Transcribe exactly every line from the one with "pixel 130 87." to the last line of the listing below, including both.
=== Section Start ===
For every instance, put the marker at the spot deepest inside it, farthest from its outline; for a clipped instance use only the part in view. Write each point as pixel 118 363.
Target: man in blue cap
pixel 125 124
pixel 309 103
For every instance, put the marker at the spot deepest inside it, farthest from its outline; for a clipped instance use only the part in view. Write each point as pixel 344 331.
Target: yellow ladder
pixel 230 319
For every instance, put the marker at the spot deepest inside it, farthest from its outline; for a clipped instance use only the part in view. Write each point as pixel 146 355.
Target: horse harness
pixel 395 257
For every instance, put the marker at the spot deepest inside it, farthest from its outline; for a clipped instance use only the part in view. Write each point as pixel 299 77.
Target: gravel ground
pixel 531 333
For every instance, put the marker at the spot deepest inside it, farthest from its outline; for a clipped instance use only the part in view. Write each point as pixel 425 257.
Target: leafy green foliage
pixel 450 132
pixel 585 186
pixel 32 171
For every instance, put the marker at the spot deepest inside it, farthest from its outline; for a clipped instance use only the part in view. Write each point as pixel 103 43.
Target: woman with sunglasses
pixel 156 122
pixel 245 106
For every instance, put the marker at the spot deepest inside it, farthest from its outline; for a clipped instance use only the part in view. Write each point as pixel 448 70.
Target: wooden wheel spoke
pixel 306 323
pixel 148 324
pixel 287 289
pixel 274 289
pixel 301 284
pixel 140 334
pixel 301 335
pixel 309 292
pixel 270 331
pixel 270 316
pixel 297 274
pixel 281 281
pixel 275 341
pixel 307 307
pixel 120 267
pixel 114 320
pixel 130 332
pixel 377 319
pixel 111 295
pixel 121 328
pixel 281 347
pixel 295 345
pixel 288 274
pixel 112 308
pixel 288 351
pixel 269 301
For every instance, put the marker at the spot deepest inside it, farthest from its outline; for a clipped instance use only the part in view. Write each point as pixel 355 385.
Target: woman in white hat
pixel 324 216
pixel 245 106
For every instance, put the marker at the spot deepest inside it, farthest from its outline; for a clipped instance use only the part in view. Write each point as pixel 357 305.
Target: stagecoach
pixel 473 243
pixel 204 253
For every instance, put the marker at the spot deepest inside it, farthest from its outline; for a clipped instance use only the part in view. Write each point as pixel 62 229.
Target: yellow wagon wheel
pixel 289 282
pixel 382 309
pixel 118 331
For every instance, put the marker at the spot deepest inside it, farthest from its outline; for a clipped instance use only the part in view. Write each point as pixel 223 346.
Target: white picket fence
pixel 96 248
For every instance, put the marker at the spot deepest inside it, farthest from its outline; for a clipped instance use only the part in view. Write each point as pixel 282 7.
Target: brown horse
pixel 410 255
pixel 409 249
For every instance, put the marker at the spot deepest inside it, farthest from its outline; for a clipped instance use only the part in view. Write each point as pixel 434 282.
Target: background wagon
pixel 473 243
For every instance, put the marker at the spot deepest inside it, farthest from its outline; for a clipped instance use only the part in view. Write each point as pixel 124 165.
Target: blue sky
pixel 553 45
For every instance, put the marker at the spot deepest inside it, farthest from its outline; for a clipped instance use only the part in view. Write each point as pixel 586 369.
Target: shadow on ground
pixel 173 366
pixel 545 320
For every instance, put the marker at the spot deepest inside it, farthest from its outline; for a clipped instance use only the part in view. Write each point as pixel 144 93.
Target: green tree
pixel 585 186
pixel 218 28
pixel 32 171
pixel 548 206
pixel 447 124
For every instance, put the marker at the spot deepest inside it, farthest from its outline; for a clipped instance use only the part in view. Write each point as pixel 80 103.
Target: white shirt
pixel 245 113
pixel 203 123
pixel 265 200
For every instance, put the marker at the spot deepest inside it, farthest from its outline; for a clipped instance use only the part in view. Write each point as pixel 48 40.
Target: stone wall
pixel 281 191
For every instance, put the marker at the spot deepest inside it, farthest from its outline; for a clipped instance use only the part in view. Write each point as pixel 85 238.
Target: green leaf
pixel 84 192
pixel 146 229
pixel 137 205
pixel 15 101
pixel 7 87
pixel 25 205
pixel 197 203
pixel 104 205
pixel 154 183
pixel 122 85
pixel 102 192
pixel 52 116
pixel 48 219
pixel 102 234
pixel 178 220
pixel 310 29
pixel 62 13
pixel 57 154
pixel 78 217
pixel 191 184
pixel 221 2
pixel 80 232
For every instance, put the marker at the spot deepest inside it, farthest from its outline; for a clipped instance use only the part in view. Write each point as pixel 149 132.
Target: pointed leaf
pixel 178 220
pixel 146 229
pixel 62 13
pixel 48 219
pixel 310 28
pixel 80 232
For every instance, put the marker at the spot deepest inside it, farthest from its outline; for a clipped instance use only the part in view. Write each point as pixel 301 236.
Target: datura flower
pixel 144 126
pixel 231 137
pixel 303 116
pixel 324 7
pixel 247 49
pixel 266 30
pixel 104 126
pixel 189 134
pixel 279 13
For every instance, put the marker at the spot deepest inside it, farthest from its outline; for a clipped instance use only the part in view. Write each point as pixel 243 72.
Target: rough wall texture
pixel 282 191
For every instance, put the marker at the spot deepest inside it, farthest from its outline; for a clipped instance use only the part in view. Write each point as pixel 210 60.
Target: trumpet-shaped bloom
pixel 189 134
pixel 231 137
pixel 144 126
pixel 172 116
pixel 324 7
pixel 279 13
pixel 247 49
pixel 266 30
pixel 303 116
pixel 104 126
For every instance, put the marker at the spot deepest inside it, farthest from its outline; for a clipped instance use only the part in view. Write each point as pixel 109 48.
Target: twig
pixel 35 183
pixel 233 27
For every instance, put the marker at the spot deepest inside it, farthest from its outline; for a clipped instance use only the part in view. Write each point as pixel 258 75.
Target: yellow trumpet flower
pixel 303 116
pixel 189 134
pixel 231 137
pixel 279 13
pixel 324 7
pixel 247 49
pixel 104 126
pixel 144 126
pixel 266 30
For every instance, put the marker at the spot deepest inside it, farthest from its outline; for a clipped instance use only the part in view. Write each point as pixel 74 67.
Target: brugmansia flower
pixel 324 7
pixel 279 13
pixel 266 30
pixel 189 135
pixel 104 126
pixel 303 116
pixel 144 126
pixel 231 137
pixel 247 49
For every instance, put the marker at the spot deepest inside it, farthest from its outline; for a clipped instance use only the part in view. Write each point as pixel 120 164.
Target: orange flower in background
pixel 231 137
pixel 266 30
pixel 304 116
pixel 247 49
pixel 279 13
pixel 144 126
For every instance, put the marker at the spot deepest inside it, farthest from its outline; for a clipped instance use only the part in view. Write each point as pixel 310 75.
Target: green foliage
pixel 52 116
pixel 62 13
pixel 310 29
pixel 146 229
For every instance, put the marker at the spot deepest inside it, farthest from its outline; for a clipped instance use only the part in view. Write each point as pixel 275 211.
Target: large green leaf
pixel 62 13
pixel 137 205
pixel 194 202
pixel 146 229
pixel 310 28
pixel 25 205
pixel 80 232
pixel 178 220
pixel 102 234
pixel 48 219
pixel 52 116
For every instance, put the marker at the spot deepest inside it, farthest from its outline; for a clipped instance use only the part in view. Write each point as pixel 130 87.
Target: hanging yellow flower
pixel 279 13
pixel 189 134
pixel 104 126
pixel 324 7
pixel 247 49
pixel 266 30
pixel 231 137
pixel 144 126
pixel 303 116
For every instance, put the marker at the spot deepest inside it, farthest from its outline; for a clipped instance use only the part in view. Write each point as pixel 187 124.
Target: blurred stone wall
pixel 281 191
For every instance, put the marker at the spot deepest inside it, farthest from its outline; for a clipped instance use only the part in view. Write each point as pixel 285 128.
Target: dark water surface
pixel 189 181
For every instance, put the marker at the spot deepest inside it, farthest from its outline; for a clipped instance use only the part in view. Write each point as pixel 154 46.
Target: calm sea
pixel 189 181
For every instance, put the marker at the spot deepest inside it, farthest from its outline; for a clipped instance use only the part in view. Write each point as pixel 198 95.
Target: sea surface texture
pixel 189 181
=== Section End ===
» Answer box
For every instance, put the marker at the spot deepest inside it, farthest from its outline; for a clipped instance use only the part in view. Write each point as pixel 130 87.
Target: hanging yellow flower
pixel 279 13
pixel 189 134
pixel 104 126
pixel 324 7
pixel 247 49
pixel 266 30
pixel 231 137
pixel 144 126
pixel 303 116
For every instance, put the marker at the spot deepest inside it, farthest from its outline; for a clipped instance use only the part in view. Write each point as pixel 187 124.
Target: blurred stone wall
pixel 281 191
For every instance, put the marker at the spot deepest inside it, farthest from its outline; for a clipped instance use only the part in view. Write each point as pixel 285 128.
Target: dark water surface
pixel 189 181
For every instance, put the marker at the spot deepest inside it, farthest from its outline; for a clipped instance use only the part in view. Write each point as pixel 154 46.
Target: calm sea
pixel 189 181
For every instance, put the marker at the spot deepest inside it, farthest from its outline; for a clipped instance use only the part in view. Write each point as pixel 198 95.
Target: sea surface texture
pixel 189 181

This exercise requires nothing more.